Text section ::
....
Bone Health for Women

Osteoporosis, or thinning of the bones, is more common among women, and it’s often not something you can feel.

06/03/2022
bone health women

Thinner and weaker bones put you at greater risk for fractures, and unfortunately, the first sign of osteoporosis is often a broken bone. That’s why it’s so important to get a bone mineral density (BMD) screening as often as your doctor recommends it, especially if you break a bone. BMD screenings are recommended for all women ages 65 and older.

 

Your doctor may also recommend a BMD screening if you:

-          Have a family history of hip fractures.

-          Are taking steroids or certain other medications

-          Have certain health conditions, such as a low body mass index (BMI), rheumatoid arthritis, type 1 diabetes, liver or kidney disease, and hyperthyroidism or hyperparathyroidism.

 

Here’s what you need to know about the test

A BMD test is quick. It often takes less than 15 minutes and it’s painless. It uses x-rays to measure the levels of calcium and other bone minerals. According to the Mayo Clinic, the test usually focuses on bones that are most likely to break because of osteoporosis, including:

·         Lower spine

·         Forearm

·         Thigh, next to your hip joint

 

A BMD screening may also help detect if you have osteopenia, which is a less severe loss of bone density that may lead to osteoporosis.
....
[Data pulled from a collection]
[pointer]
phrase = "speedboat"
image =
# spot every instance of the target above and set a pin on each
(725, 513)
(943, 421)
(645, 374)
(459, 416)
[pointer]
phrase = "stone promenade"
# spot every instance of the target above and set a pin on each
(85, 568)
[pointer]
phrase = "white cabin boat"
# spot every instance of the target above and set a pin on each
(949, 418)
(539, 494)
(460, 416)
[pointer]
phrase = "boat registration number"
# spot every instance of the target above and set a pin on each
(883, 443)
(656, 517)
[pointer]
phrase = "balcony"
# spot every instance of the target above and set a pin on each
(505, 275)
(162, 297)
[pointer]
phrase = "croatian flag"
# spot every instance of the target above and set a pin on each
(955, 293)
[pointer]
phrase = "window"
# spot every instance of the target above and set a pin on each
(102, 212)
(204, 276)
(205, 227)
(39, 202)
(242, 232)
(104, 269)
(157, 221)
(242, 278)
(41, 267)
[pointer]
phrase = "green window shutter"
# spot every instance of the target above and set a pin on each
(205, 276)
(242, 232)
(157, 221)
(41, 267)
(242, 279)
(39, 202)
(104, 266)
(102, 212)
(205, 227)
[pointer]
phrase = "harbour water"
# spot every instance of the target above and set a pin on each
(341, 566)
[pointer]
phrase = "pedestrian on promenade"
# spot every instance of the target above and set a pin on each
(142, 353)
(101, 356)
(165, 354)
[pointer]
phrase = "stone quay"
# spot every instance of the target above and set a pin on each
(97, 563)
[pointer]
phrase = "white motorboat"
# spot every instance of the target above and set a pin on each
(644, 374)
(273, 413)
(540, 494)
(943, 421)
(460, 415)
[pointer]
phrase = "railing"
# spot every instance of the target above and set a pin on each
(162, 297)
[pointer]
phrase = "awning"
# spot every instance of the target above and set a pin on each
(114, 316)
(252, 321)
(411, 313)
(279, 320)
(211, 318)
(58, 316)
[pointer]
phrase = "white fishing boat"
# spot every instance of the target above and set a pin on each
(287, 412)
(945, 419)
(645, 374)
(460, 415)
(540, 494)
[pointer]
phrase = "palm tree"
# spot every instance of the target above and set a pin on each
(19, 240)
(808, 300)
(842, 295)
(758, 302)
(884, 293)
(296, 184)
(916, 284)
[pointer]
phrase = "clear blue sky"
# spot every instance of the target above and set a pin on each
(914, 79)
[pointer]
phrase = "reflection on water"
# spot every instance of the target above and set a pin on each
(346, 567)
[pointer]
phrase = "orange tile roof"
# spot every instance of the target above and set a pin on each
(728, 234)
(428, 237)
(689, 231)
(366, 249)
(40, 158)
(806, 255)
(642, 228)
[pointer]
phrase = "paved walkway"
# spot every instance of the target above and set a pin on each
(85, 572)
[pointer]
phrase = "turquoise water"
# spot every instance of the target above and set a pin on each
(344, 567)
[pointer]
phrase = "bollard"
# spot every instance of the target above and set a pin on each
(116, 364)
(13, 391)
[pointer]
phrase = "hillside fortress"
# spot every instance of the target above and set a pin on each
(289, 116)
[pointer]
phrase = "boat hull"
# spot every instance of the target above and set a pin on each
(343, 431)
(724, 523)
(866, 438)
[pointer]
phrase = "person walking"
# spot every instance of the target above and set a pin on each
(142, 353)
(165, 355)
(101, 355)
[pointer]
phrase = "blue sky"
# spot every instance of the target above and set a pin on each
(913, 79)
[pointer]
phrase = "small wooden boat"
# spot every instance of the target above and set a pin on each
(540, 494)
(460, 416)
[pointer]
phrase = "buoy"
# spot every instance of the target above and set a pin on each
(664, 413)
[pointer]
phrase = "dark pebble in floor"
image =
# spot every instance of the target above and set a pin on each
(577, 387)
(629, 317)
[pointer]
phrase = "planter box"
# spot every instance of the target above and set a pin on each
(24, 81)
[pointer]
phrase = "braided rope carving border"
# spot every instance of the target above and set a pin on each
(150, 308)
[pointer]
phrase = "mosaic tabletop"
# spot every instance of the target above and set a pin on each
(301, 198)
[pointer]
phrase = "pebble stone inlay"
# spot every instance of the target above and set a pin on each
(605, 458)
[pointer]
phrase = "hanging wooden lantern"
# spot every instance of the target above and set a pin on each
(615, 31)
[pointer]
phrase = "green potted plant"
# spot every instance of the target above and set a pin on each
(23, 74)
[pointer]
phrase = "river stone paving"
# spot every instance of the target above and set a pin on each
....
Required actions ::
**A)** According to the bone health text, how long does a BMD test often take?
**B)** Continue the text on bone health for women from where it stops.

Response list ::
**A)** Less than 15 minutes.

**B)**
 

If you’ve been diagnosed with osteoporosis

One out of three women will suffer bone damage or fracture from osteoporosis after age 50 – some you might even recognize. Actress Sally Field was diagnosed in her 50s. “The good news about osteoporosis is that it’s very treatable,” she said. “But it’s silent. You don’t know it’s there unless you’re getting bone density tests and you have someone looking out for you, like a really good doctor.”

 

There are things you can do to help keep your bones healthy and help prevent osteoporosis.

·         Get enough calcium in your diet.

·         Take vitamin D.

·         Exercise regularly.

·         Fall-proof your home.

·         Avoid smoking and excess alcohol.

·         Talk with your doctor about medication options.

 

Men are also affected

Men in their fifties don’t experience the same rapid bone mass loss as women do following menopause. But by age 65 or 70, men and women lose bone mass at the same rate. Men approaching this age should talk to their doctor, who can diagnose osteoporosis by looking at medical history, and ordering x-rays, urine and blood tests, and a BMD screening.

 

When you’re at your next physical, be sure to ask your doctor if you’re due for a BMD screening.